··· SOURCE ···

Nick Walker pitched a complete-game 11-hitter for the loss, which was apparently a thing that existed.

Game 3
POR: SS Gates – CF Otal – LF van Otterdijk – 1B Starr – 3B Gallo – RF Corral – C Flowe – 2B Novelo – P Gaytan
ATL: CF Jo. Soto – 2B J. Munoz – C J. Hart – 3B Schomer – RF Jad. Wilson – 1B Mower – SS Guangorena – LF C. Cardenas – P Lunn

The Raccoons went up 2-0 in the second inning, though not without more agony in the second inning, which began with a single by Gallo and then Corral tripled into the depths of centerfield, before the brown team made two pathetic outs that still had Corral standing at third base and looking miffed. Gaytan then got himself another run with a 2-out single to center, raising his batting average to .364. Another run scored in the third inning when Otal singled, stole second, moved on when Lunn threw a wild pitch, and then scored on van Otterdijk’s sac fly.

On the hill, Gaytan cruised through five innings with the 3-0 lead, allowing two singles and whiffing four, before he suddenly issued straight four-pitch walks to Soto and Munoz with one gone in the bottom 6th. A double steal went wrong though, and Soto was thrown out at third base, and Hart whiffed to end the inning.

Gaytan hit another 2-out single in the seventh with nobody on base. Gates dropped another single, and then Schomer threw away Otal’s grounder for two bases and allowed Gaytan to score, 4-0. Instead, van Otterdijk made the final out with a groundout to Guangorena. Gaytan got around a pair of singles by Chad Cardenas and the pinch-hitting Bonner in the eighth, batted for himself again in the ninth inning, and then returned to face the 3-4-5 batters. Hart flew out to right. Schomer grounded out sharply to Gallo. Wilson flew to left and sent van Otterdijk back a bit, but he made the catch, and Gaytan pitched a 4-hit shutout on 113 pitches! 4-0 Critters! Gaytan 9.0 IP, 4 H, 0 R, 2 BB, 8 K, W (7-9) and 2-4, RBI;

In other news

July 16 – The Titans tear down the Loggers in a 16-2 blowout, and BOS RF/LF/1B Manuel Garcia (.256, 14 HR, 51 RBI) leads the charge with three base hits, including a pair of 3-run homers, and eight RBI in total.

···

*GOAL*. Rewrite the baseball game recap from "On the hill, Gaytan" down to "end the inning.", switching "whiffing" to "striking out".

··· DATA ROWS ···

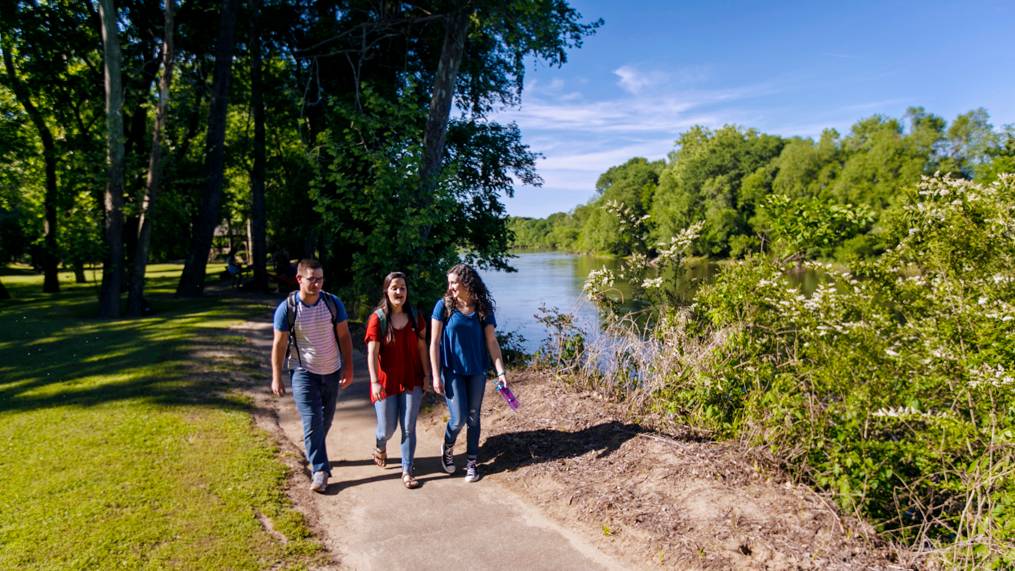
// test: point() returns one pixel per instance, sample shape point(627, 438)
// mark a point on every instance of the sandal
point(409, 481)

···
··· DATA ROWS ···

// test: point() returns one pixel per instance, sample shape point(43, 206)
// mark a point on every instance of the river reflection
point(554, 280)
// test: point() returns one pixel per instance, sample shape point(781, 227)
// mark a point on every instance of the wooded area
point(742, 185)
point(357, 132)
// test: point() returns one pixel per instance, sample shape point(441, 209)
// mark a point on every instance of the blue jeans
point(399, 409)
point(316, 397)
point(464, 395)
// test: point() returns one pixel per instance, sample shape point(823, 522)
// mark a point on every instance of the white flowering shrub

···
··· DATA ROWS ···

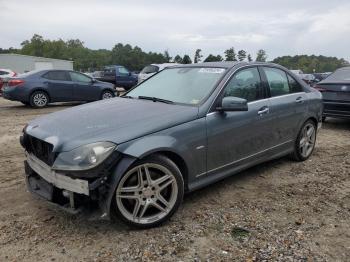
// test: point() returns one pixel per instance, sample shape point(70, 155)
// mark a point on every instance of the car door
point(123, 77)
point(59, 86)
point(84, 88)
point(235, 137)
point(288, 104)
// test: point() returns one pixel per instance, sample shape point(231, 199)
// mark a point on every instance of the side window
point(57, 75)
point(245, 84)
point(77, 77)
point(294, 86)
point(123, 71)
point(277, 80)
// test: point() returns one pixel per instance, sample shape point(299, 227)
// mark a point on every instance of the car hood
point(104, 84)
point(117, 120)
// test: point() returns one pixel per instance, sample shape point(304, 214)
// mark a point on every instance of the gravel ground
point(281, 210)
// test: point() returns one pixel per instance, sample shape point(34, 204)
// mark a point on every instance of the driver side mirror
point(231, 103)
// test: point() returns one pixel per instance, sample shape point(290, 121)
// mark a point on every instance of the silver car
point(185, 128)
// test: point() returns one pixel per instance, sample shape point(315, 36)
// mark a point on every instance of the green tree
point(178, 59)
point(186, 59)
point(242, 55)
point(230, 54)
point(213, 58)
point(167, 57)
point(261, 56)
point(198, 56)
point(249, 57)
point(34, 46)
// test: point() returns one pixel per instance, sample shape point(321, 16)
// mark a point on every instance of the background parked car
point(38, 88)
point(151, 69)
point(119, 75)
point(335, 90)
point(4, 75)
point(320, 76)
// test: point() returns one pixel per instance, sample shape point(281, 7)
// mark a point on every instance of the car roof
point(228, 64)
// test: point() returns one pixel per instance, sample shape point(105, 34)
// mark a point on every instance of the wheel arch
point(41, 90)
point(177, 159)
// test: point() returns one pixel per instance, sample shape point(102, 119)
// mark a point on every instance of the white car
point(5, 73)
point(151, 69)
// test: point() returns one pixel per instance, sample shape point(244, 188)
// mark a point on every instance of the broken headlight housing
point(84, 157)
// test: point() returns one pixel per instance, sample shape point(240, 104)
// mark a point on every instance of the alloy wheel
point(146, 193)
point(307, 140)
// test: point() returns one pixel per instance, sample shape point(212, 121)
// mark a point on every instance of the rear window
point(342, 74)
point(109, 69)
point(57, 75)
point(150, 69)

···

*CORRECT RESULT*.
On the hill, Gaytan cruised through five innings with the 3-0 lead, allowing two singles and striking out four, before he suddenly issued straight four-pitch walks to Soto and Munoz with one gone in the bottom 6th. A double steal went wrong though, and Soto was thrown out at third base, and Hart whiffed to end the inning.